Entries taken from a collection:
────────────────
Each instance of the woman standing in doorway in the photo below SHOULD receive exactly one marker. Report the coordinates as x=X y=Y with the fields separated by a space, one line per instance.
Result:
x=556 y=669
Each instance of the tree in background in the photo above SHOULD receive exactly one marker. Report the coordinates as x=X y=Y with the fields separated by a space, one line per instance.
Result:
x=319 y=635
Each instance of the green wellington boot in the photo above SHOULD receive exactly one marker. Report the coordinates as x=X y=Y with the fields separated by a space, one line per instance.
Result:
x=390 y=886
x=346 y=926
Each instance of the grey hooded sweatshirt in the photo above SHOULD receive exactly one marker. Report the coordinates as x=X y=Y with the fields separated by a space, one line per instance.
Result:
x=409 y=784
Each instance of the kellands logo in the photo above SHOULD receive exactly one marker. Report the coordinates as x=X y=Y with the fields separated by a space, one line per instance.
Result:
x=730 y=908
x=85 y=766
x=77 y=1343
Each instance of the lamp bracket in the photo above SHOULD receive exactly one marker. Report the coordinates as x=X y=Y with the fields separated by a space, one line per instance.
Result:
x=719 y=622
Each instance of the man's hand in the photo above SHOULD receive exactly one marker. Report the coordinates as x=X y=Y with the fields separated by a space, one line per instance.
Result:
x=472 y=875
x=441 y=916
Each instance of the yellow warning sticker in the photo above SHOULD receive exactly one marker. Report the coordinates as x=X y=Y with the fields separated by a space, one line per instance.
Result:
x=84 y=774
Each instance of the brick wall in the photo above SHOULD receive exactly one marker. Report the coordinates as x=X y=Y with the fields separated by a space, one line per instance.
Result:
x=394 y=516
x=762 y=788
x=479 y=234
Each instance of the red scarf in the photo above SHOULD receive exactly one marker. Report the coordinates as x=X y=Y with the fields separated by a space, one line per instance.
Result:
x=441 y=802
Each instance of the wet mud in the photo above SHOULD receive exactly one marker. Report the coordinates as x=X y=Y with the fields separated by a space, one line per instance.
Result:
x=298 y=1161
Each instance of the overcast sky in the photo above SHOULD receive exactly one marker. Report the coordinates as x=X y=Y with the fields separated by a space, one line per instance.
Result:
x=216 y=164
────────────────
§ **Task statement**: Can you put the data above into a two-column CSV with the headers request and answer, giving one row per request? Enclose each field in quotes and turn any line breaks inside a field into spaces.

§ **Final result**:
request,answer
"Each instance of the woman standing in doorway in the photo below SHOULD receive exactly one marker. Report the coordinates as x=X y=Y with the fields separated by a space, one line per instance. Result:","x=556 y=669"
"Each instance of the tree in background in the photo above SHOULD receive exactly one marker. Report the coordinates as x=X y=Y with the fields separated by a space, one line per instance. Result:","x=319 y=635"
"Each instance of the green wellington boot in the photo above SHOULD receive exactly one marker. Report the coordinates as x=X y=Y with the fields separated by a space, one line per instance. Result:","x=390 y=886 x=346 y=926"
"Each instance of the grey hooded sweatshirt in the photo above SHOULD receive exactly one marker. Report the coordinates as x=X y=Y with the fields separated by a space, one line per instance. Result:","x=409 y=784"
"Each instance of the kellands logo in the photo above SHOULD receive exactly one marker. Report the coordinates as x=X y=Y with the fields separated by a space, one line per instance. Result:","x=730 y=908 x=85 y=766 x=77 y=1343"
"Each instance of the lamp bracket in the photo above SHOULD receive exactly one marker. Report the coordinates as x=X y=Y with the fields separated by a space, one line per instance. Result:","x=719 y=622"
"Each instance of the man's hand in the photo above SHOULD receive exactly one marker. Report the coordinates as x=X y=Y with the fields separated by a space, one line per instance. Result:","x=472 y=875 x=441 y=916"
"Each instance of the yellow warning sticker in the photo above SHOULD receive exactly one marker. Report the coordinates as x=X y=Y with the fields separated by a space, one line per instance. Result:","x=84 y=774"
"Each instance of the brick wall in the photo above SHOULD receive exactly one marker. Report the coordinates as x=X y=Y with the fields separated by a space, one line per instance. Result:","x=394 y=516 x=762 y=788 x=479 y=234"
"Each instance of the red scarf in the photo above SHOULD receive exactly one marker. Report the coordinates as x=X y=Y with the fields separated by a space, one line per instance. Result:","x=441 y=802"
"Each instance of the wet mud in the photo above SHOULD receive exactly one marker. Report the coordinates as x=X y=Y with the fields separated by a space, one line per instance. Result:","x=298 y=1161"
"Each instance of the overcast sky in the photo above SHOULD receive exactly one marker. Report the coordinates as x=X y=Y with the fields separated by a space, one line per instance. Result:","x=216 y=164"